● **GOAL 1**: From the ride report, pull out the passage from "James went on" to "of daily existence." word for word.
● **GOAL 2**: According to the ride report, about how much shorter was the moderate route than the brisk one?
● **GOAL 3**: Shorten the paragraph of the ride report that begins "By the time we departed," keeping its main facts.

● **TEXT BLOCK**:
---*---

James went on this ride, led by Milton, and writes:
Twelve of us departed from Moulton under conditions very reflective of the ride organiser’s temperament: grey, sullen and slightly damp. At the same time, his the choice of destination – the World Peace Café at the Nagarjuna Buddhist centre in Kelmarsh – typified his more positive qualities, e.g., his lifelong commitment to the enlightened one’s emphasis on equanimity and loving-kindness as the core values of daily existence.
In order to encourage more people to come out and ride, Milton – in a familiar display of thoughtfulness – had devised faster and slower route options. The ‘proper’ brisk route followed a slightly more circuitous path to Kelmarsh – going via Orton – than did the moderate one, which was shorter by something like five miles. Of course, the division also gave some of the slightly faster and, err, more competitive riders the challenge of trying to catch up and overtake the second group before they reached Kelmarsh. It was childish, but I did it …
As we progressed through Holcot, Hannington, Walgrave and Old, the sun started making increasingly frequent appearances and by the time the brisk set diverted off to Orton it was warming up nicely. A couple of the quicker riders caught up with the “moderates” just outside of Harrington and sped on to bag some good seats in the café‘s serene back garden. The remainder of the two groups all arrived within fifteen minutes or so, and it wasn’t long before we were all enjoying the high quality fayre we’ve come to associate with the caféand its delightful staff. Some of us attempted to respect the Buddha’s emphasis on frugality by just taking green tea and a few biscuits. Unfortunately, one rider, i.e., Giles ‘Bake Off’ Barringham, was less sensitive to this precept and keen to declare he was eating his fifth (large) piece of cake in five days.
By the time we departed the sun was in its full glory and this continued to be the case as we came back en masse via Haselbech, Cottesbrooke, Brixworth and Holcot. Once back at Moulton it was blazingly hot and bright, both which served to top off a most enjoyable little jaunt.
As ever, sincere thanks must go to Milton for his patience and beautifully devised routing.

---*---

● **SOURCE EXCERPT**:
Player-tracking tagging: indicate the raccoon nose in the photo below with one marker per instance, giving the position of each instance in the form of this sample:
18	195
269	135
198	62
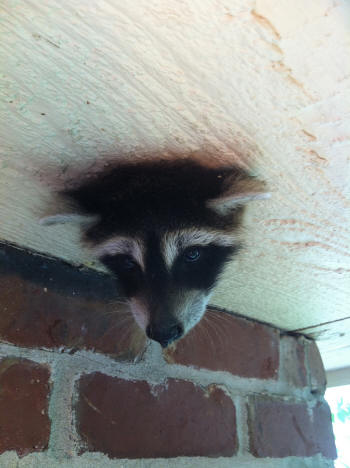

---*---

● **ANSWER 1**:
James went on this ride, led by Milton, and writes:
Twelve of us departed from Moulton under conditions very reflective of the ride organiser’s temperament: grey, sullen and slightly damp. At the same time, his the choice of destination – the World Peace Café at the Nagarjuna Buddhist centre in Kelmarsh – typified his more positive qualities, e.g., his lifelong commitment to the enlightened one’s emphasis on equanimity and loving-kindness as the core values of daily existence.

● **ANSWER 2**: About five miles.

● **ANSWER 3**: The sun was fully out when the group left, and it stayed that way as they rode back together through Haselbech, Cottesbrooke, Brixworth and Holcot. Moulton was very hot and bright when they returned, ending an enjoyable short ride.